What is being asked: From the entries below, give the number of lines where the word "target" occurs, and nothing else.

Records from a data source:
☆ ☆ ☆ ☆

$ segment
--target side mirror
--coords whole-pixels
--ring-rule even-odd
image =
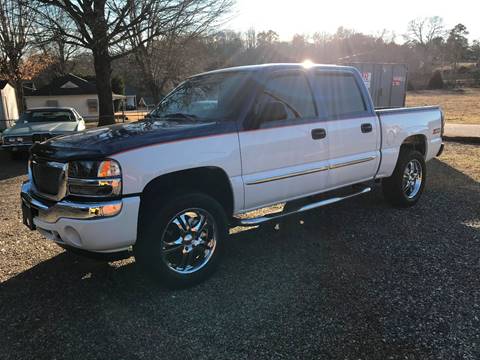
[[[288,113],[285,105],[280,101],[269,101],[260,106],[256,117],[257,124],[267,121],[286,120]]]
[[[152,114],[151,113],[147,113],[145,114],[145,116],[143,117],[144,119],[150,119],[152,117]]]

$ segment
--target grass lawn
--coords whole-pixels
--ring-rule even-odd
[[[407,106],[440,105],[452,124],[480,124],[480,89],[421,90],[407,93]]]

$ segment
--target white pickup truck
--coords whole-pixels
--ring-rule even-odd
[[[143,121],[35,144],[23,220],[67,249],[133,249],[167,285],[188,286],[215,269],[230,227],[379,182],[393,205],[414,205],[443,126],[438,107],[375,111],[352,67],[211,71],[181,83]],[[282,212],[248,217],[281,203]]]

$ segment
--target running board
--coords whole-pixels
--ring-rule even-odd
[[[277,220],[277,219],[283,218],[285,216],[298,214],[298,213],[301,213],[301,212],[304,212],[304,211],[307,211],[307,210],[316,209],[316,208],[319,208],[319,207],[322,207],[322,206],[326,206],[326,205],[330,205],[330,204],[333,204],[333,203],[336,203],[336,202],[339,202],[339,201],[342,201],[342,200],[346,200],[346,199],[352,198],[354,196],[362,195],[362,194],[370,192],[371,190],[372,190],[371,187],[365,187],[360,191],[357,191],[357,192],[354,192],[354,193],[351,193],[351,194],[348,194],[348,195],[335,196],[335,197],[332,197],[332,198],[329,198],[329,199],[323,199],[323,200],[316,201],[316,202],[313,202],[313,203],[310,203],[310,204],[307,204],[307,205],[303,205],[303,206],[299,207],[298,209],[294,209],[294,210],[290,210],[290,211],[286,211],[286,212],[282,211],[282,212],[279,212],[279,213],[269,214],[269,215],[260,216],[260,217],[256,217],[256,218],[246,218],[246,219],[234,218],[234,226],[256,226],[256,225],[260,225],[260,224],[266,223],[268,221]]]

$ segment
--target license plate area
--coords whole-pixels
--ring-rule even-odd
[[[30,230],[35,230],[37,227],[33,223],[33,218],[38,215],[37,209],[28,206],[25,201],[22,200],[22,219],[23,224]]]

☆ ☆ ☆ ☆

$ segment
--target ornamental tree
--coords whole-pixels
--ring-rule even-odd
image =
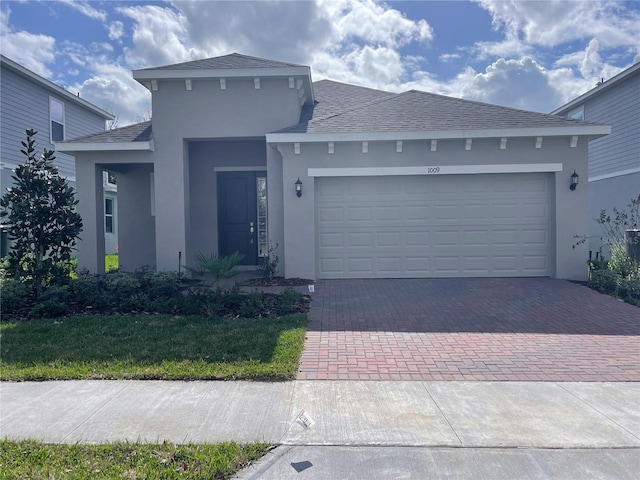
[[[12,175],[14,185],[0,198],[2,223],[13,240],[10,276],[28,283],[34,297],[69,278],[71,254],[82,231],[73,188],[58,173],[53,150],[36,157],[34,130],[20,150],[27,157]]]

☆ ☆ ☆ ☆

Answer box: 6